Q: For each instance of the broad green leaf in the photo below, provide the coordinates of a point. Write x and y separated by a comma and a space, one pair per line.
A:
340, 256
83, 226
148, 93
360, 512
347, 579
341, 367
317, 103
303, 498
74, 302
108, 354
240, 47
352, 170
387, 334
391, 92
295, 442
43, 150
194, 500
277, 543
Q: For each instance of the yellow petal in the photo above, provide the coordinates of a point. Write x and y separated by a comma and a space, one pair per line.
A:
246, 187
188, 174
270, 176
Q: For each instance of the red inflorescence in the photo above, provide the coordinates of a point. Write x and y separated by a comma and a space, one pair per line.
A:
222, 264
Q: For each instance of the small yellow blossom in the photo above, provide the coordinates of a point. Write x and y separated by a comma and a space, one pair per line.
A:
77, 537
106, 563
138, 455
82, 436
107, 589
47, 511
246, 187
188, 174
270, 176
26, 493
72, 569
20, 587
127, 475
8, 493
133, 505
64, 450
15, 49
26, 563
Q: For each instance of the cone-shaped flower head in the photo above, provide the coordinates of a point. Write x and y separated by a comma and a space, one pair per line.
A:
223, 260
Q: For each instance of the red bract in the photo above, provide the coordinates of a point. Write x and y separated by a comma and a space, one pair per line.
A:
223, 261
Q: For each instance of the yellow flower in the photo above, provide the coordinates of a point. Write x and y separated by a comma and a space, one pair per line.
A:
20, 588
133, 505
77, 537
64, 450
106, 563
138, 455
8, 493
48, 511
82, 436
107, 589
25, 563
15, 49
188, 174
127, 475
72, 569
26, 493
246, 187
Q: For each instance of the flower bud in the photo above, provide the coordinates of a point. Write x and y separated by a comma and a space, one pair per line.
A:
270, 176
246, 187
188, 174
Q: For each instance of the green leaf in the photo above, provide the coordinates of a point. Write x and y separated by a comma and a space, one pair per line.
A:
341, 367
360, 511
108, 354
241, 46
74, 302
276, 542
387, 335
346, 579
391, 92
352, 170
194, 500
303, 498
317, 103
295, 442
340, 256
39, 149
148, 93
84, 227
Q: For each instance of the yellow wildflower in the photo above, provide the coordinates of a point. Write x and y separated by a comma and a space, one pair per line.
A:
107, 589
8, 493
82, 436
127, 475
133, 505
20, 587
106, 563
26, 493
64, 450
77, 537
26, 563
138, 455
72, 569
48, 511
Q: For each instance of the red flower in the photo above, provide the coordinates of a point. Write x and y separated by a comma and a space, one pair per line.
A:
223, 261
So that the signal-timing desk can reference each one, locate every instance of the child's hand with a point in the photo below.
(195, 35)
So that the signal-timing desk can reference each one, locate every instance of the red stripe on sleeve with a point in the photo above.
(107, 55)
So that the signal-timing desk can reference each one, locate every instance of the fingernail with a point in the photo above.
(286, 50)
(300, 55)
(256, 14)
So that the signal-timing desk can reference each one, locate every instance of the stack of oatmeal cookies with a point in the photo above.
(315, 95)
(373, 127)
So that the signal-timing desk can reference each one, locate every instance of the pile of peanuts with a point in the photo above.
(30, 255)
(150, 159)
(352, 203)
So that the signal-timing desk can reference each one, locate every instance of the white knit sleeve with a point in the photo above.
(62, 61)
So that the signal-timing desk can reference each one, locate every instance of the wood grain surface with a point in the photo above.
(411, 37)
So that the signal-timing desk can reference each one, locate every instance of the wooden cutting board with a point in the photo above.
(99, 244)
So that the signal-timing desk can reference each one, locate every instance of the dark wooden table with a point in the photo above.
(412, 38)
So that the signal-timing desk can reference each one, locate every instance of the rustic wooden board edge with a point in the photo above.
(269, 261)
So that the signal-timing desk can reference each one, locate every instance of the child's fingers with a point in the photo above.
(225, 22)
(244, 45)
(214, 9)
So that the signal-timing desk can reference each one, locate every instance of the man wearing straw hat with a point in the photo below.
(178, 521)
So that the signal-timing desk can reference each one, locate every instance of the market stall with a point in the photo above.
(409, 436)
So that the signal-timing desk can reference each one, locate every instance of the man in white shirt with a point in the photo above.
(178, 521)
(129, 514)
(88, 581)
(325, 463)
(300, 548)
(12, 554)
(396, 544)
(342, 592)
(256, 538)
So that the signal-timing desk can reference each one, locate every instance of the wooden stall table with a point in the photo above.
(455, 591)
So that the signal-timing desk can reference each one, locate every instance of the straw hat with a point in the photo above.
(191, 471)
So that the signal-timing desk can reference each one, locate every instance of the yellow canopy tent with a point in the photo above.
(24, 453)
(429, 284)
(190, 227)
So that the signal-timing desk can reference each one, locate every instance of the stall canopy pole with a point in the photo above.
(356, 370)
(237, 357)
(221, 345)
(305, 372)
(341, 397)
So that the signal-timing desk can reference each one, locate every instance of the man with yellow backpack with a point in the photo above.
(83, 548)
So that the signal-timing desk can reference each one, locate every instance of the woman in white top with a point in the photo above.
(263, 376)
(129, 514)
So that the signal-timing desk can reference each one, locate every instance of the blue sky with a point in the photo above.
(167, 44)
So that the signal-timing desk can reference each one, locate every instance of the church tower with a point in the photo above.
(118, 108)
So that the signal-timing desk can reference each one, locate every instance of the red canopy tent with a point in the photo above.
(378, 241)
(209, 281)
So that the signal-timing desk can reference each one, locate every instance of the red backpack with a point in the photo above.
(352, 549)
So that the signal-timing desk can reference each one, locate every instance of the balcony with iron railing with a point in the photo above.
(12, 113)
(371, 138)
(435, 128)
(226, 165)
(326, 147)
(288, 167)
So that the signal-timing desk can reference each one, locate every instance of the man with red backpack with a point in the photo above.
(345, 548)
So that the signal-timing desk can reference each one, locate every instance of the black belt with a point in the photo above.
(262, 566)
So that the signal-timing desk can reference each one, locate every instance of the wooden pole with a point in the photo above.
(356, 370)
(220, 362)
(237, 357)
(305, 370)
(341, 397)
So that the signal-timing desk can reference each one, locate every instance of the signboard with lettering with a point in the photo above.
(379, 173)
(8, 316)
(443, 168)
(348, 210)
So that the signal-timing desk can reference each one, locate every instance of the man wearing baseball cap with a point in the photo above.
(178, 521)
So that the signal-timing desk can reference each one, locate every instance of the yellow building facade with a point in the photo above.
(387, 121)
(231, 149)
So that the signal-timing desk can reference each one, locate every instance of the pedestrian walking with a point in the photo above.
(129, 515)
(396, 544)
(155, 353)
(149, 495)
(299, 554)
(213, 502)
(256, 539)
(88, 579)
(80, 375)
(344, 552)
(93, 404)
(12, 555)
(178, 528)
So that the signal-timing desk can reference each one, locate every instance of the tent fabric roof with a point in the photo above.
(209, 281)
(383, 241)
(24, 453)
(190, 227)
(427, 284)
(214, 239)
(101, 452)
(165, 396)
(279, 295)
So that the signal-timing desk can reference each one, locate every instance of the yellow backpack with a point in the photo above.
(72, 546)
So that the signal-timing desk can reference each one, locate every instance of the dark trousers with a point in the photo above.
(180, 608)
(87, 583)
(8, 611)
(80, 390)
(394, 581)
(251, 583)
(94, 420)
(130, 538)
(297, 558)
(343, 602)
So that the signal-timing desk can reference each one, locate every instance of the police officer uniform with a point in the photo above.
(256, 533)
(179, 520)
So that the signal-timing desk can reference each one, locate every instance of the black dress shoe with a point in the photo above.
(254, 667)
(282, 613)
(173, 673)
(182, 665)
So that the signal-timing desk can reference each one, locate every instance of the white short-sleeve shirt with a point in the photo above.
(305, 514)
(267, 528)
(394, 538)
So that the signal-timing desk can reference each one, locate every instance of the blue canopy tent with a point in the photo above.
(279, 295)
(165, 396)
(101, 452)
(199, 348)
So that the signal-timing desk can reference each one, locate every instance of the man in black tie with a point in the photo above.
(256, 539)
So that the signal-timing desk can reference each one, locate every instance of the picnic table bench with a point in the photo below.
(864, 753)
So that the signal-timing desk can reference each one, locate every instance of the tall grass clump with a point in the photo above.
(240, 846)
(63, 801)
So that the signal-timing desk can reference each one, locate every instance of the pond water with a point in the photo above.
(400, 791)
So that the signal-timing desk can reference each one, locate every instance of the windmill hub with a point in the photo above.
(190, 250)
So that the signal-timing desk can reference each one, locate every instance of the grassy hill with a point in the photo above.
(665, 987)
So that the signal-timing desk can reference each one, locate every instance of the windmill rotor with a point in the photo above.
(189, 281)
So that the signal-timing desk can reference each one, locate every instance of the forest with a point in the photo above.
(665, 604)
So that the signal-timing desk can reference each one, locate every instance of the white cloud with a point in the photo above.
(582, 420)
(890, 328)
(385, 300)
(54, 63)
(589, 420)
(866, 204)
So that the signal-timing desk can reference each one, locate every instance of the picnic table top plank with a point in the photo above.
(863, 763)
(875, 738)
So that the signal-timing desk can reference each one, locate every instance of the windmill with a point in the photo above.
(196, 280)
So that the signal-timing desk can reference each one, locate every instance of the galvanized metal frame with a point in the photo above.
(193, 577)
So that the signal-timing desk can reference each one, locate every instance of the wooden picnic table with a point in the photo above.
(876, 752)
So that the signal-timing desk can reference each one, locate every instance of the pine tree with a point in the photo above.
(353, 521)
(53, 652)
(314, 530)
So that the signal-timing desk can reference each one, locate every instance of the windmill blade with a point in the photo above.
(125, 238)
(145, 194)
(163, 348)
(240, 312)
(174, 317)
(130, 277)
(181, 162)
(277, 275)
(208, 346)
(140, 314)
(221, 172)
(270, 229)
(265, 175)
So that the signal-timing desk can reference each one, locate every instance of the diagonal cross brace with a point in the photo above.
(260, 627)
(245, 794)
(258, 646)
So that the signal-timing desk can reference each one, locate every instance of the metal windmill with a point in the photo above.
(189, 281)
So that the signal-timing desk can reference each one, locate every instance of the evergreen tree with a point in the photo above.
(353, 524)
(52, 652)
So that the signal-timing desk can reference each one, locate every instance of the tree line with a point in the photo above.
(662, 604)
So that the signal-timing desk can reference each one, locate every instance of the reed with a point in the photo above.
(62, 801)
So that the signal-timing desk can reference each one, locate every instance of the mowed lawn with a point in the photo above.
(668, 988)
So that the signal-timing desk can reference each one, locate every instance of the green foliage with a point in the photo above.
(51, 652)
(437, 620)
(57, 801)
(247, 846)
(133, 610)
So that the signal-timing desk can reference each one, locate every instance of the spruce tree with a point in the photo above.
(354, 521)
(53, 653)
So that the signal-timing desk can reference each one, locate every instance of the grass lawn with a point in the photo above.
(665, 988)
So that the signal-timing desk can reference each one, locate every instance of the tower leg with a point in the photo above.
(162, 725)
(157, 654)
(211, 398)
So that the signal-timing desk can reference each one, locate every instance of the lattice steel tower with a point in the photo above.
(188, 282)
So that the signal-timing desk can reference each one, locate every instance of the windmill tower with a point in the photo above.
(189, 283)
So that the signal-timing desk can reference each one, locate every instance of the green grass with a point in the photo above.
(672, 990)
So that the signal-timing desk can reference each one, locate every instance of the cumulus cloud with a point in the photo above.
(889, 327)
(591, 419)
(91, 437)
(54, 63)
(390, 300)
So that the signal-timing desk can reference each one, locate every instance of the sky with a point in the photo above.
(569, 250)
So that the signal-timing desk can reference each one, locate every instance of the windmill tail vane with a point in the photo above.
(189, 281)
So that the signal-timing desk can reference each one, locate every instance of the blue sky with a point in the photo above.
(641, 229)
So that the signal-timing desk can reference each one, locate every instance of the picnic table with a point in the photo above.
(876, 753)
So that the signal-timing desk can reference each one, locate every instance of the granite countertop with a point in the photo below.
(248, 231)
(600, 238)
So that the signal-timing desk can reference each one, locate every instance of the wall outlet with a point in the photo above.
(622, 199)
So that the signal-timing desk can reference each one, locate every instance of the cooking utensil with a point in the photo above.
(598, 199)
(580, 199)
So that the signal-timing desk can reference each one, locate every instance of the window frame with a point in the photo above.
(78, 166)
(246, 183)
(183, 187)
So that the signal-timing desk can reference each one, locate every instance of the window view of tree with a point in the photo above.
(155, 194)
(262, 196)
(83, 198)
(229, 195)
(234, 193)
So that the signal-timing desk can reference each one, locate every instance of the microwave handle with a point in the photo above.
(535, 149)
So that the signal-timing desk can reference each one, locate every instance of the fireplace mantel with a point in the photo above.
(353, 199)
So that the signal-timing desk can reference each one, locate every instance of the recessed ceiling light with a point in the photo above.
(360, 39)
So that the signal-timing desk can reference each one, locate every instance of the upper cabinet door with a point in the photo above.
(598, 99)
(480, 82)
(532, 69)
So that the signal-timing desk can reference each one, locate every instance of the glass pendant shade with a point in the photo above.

============================================================

◆ Directions for this task ◆
Swap "upper cabinet door" for "lower cabinet door" in everything from the line containing "light with a point in the photo above." down to the last of the lines, and give that span back with nothing else changed.

◆ Solution to this problem ◆
So that the signal-timing desk can reference each one, locate every instance of the recessed ceiling light with a point in the photo above.
(360, 39)
So that the signal-timing desk can reference each one, locate every instance of the lower cabinet door with a point in the photo above.
(598, 99)
(480, 82)
(532, 69)
So that the signal-timing desk can reference each one, locate every instance of the glass pendant shade with a point in the photo above.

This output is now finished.